What you need to do: Retype every entry word for word.
Top of Task inputs
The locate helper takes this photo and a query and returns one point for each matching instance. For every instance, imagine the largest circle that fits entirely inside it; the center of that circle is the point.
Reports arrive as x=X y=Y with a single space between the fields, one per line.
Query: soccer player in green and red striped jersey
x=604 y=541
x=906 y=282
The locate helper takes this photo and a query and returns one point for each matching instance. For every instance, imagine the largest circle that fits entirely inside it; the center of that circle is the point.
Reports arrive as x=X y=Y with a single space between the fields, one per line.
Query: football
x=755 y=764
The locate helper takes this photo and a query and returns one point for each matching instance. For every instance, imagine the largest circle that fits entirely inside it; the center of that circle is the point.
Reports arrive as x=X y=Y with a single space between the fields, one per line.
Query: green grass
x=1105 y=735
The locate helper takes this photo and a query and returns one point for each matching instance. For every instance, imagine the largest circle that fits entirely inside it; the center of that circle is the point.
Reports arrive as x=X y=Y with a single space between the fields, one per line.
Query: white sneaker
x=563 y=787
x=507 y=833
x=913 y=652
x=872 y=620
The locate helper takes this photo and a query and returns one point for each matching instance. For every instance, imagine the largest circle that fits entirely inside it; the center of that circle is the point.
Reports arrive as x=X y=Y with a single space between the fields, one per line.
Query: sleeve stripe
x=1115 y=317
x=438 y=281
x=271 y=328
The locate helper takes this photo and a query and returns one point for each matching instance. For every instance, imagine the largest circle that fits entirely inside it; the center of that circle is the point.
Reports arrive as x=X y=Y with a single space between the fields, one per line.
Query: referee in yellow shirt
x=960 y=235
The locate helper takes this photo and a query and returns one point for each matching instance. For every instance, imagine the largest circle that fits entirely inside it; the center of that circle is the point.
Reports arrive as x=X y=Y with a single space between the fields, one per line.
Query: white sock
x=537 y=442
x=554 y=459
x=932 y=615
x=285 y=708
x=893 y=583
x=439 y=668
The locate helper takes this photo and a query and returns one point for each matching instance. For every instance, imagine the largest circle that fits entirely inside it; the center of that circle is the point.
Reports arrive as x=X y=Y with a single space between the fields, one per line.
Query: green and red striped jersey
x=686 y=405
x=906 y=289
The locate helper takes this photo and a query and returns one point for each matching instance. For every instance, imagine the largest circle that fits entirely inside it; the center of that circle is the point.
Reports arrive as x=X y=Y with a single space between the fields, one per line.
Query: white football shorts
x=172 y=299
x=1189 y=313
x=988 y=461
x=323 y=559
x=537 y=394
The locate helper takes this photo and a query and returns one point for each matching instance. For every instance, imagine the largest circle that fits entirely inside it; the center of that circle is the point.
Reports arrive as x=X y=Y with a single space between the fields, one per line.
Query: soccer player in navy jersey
Bottom of Task inputs
Written answer:
The locate helper takes this photo and a query and returns one point for each matching instance. For every instance, imagine the largest circle that fits entirely inside it; the center of that circle is the point.
Reports arrive as x=X y=Y with a single space between the fields, one per line.
Query: soccer player in green and red striped jersey
x=604 y=541
x=906 y=282
The locate helper takes this photo and a query and returns one point for each matching instance. For every instance, imagine the largest circle that fits entirely inside it; the center of that circle is the point.
Reports arrive as x=X y=Y with a single space between the fields, one per line.
Query: football
x=755 y=764
The locate helper takes this photo and a query and returns one point for each matching instance. For every instance, imagine the largest circle that fits entirely inside it; the center of that circle is the point.
Reports arrive as x=X y=Y with a single space between the fields, one per line.
Query: green grass
x=1105 y=735
The locate helper takes this photo and a query and returns one point for each matching instance. For every instance, imagine the largest circle that fits entirely inside it; the center of that circle is the point.
Reports arrive as x=X y=Y with a single space between the fields, one per line.
Query: white sneaker
x=563 y=787
x=507 y=833
x=913 y=652
x=872 y=620
The locate helper takes this photo and a query and returns one point for each matching instance. For every instance, imagine the largest circle that fits entirely inside it; the center of that circle is the point.
Reports arrive as x=X y=Y with a single space between the fields, one per line.
Query: sleeve stripe
x=1115 y=317
x=438 y=281
x=271 y=328
The locate helper takes this photo and a query and returns one point for each matching instance. For every instance, imagine the largest circle that fits entirely inside it; the center of that circle is the point.
Reports arrive as x=X y=Y with a single space between the fields, one per line.
Query: referee in yellow shirt
x=960 y=235
The locate helper takes this photo and a query and returns one point for each matching instance. For every instance, imagine the largest circle that fits entirely inside it; the center of that circle is the point.
Reports arrive as x=X y=Y with a single space between the fields, one per line.
Query: white sock
x=537 y=442
x=554 y=459
x=932 y=615
x=285 y=708
x=893 y=583
x=439 y=668
The locate helper takes this photo and a query and returns one point for each matching instance. For every instance, imagine the largest circle that fits entirely inside it; the center of that circle is the point.
Reports arrive as x=X y=Y with a single space between the fields, one per line.
Query: green and red striped jersey
x=686 y=405
x=906 y=289
The locate helper takes this photo and a query and returns one point for each matching instance. For every instance, imagine the largest circle that fits entirely inside it; the center of that circle is the point.
Reports arrive as x=X y=Y with a single space between the fields, one per line.
Query: white football shorts
x=172 y=299
x=1189 y=313
x=988 y=461
x=323 y=559
x=537 y=394
The locate helper takes this photo and a query and returns one point for each matching instance. For every instance, imagine the largest circle that fits entirely inside it; the center of that circle is the point.
Reports arrive as x=X y=Y with a single space between the fields, one per line.
Query: soccer player in navy jersey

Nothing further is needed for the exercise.